Data for processing below:

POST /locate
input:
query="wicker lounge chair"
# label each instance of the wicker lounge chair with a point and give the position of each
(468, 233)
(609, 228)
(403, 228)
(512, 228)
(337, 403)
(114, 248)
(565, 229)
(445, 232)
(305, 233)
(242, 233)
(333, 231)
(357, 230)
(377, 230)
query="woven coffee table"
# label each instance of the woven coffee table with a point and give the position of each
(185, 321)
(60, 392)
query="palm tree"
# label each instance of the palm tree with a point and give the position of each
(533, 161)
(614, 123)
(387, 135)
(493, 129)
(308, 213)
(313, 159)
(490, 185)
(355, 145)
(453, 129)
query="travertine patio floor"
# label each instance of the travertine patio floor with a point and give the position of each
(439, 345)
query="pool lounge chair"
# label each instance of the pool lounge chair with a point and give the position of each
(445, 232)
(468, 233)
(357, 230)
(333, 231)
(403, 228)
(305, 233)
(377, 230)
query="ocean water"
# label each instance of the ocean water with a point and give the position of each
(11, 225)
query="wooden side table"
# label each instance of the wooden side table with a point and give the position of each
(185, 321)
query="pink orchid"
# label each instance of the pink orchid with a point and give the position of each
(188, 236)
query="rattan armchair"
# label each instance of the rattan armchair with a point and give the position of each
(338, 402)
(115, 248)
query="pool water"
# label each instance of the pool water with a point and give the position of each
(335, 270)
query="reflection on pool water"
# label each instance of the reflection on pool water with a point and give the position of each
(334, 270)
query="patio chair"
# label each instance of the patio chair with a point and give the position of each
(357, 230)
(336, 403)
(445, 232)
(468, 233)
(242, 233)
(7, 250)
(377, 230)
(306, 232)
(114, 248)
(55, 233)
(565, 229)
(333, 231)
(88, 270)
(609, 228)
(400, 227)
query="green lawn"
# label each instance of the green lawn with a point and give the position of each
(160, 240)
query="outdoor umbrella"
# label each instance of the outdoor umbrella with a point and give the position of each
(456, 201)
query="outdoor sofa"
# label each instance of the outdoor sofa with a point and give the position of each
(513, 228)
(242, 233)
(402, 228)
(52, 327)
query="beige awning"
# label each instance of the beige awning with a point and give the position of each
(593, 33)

End of Data for processing.

Instructions to follow: Copy every record above exactly as it is.

Solution to the problem:
POST /locate
input:
query="wicker lounge chair"
# label each instance of the wicker lounge chair with a point and give the position of each
(468, 233)
(609, 228)
(403, 228)
(512, 228)
(337, 403)
(114, 248)
(565, 229)
(445, 232)
(305, 233)
(242, 233)
(333, 231)
(357, 230)
(377, 230)
query="woven coffee table"
# label each instance of the woven coffee table with a point and give the position of each
(185, 321)
(60, 392)
query="palm tree"
# label each instance of the palm tree with a point and give the position of each
(533, 161)
(614, 123)
(387, 135)
(493, 129)
(308, 213)
(313, 159)
(490, 185)
(355, 145)
(453, 129)
query="travertine patio floor"
# label each instance of the travertine patio floor with a point and give the position of each
(439, 345)
query="pool lounge chair"
# label each instance of the pool lounge chair with a point and give the position of each
(445, 232)
(468, 233)
(357, 230)
(333, 231)
(403, 228)
(305, 233)
(377, 230)
query="ocean water"
# label each instance of the ocean water with a point and give the position of each
(11, 225)
query="wooden side table"
# label each instance of the wooden side table with a point and give the position of each
(185, 321)
query="pink orchid"
# label each instance of the pink orchid with a point and give the position of each
(188, 236)
query="rattan armchair"
# label each instance of the rattan armchair with a point and give the position of each
(338, 402)
(115, 248)
query="pool water"
# label each instance of the pool water with a point and give the position of each
(335, 270)
query="reflection on pool water"
# label each instance of the reflection on pool water with a point and give the position of each
(334, 270)
query="patio chair"
# label each instance of the patio chair with a point and give the position of each
(357, 230)
(336, 403)
(445, 232)
(468, 233)
(242, 233)
(7, 250)
(377, 230)
(306, 232)
(114, 248)
(55, 233)
(565, 229)
(333, 231)
(88, 270)
(609, 228)
(400, 227)
query="green lawn"
# label each instance of the green lawn with a point and give the position of each
(160, 240)
query="outdoor umbrella"
# label each instance of the outdoor umbrella with a point and give the position of each
(456, 201)
query="outdoor sofa"
# label each instance of the outdoor sofa with a point and give the position of each
(513, 228)
(242, 233)
(402, 228)
(52, 327)
query="beige awning"
# label each instance of the beige awning with a point and give the position of each
(593, 33)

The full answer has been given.